- [Task requirements]: Quote everything from the start of the records down to the line containing "M0 142L11 144L9", including both ends. Leave the pictures out.

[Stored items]
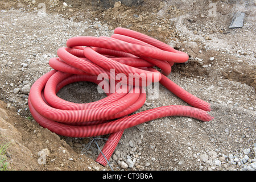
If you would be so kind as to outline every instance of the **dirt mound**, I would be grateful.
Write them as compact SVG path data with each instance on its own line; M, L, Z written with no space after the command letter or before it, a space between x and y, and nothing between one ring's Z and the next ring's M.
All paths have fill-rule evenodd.
M0 142L11 144L9 169L110 169L94 161L100 151L93 138L64 137L40 127L31 117L28 95L69 38L110 36L123 27L187 52L189 60L175 64L168 77L210 103L215 118L202 123L167 117L127 129L110 160L112 168L123 170L121 164L129 162L133 167L127 170L253 169L254 2L185 2L2 1ZM243 28L228 28L238 10L246 13ZM105 97L84 82L65 86L58 96L77 103ZM159 85L159 97L147 99L138 112L169 105L187 104ZM97 138L102 148L108 136Z

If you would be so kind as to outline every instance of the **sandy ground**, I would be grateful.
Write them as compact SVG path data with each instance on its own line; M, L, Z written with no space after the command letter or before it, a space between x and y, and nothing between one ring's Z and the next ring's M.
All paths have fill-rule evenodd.
M204 123L167 117L127 129L109 161L112 168L255 169L255 2L183 1L66 1L65 6L58 0L2 1L0 143L11 144L5 154L9 169L111 169L94 162L99 154L95 143L85 150L92 138L64 137L43 129L31 118L27 101L30 88L52 70L49 59L69 38L110 36L115 27L123 27L189 55L185 64L174 65L168 77L210 103L214 119ZM230 29L237 11L246 14L243 26ZM105 97L88 82L67 85L58 96L77 103ZM159 85L159 97L148 98L137 112L169 105L187 105ZM108 136L97 137L102 147ZM121 164L129 159L133 166L123 169Z

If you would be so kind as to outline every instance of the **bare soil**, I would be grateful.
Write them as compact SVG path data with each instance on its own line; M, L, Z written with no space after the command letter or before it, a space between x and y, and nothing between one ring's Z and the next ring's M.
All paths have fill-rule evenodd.
M167 117L127 129L109 162L113 169L123 170L120 163L127 158L134 166L125 170L134 171L245 170L255 162L254 1L67 0L67 6L63 2L1 1L0 143L11 144L6 154L10 170L111 169L94 162L99 154L94 143L85 150L92 138L59 136L40 126L31 117L28 93L23 88L52 69L49 59L69 38L110 36L118 27L187 52L189 60L175 64L168 77L210 103L214 119L203 123ZM216 6L213 15L210 3ZM243 27L229 28L238 10L246 14ZM187 105L159 87L159 98L147 100L137 112ZM105 97L87 82L67 85L58 96L77 103ZM97 137L104 139L97 140L102 147L108 136ZM47 154L43 164L42 151ZM249 159L240 162L245 155Z

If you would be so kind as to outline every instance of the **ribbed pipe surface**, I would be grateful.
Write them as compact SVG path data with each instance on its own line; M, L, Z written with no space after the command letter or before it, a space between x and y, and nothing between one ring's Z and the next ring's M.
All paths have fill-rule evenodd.
M209 103L167 77L175 63L188 60L184 52L123 28L117 28L110 38L72 38L67 46L58 49L59 57L49 60L53 69L31 86L31 113L40 126L60 135L83 138L110 134L102 150L108 160L126 129L164 117L188 117L202 121L213 118L208 113L211 110ZM101 80L99 75L104 76ZM56 96L63 86L78 81L98 85L107 96L91 103L76 104ZM160 83L191 106L166 106L131 114L147 98L143 86L152 82ZM107 164L102 154L96 161L104 166Z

- [Response to this task]:
If you would be so kind as to outline every instance of the **dirt mound**, I would be grateful.
Write them as compact SVG path data with each instance on its own line; M, L, Z written with no space after the command letter or before it, a space between x and y, and nothing between one ring's Z and the next ring's M.
All paths have fill-rule evenodd.
M0 142L11 144L9 169L110 169L94 161L100 151L93 138L64 137L40 127L31 117L28 95L69 38L110 36L123 27L187 52L189 60L175 64L168 77L210 103L215 118L202 123L167 117L127 129L110 160L112 168L123 170L121 164L129 162L133 167L127 170L253 169L254 2L185 2L2 1ZM243 28L228 28L238 10L246 13ZM105 97L84 82L65 86L58 96L77 103ZM159 85L159 97L147 99L138 112L169 105L187 104ZM97 138L102 148L108 136Z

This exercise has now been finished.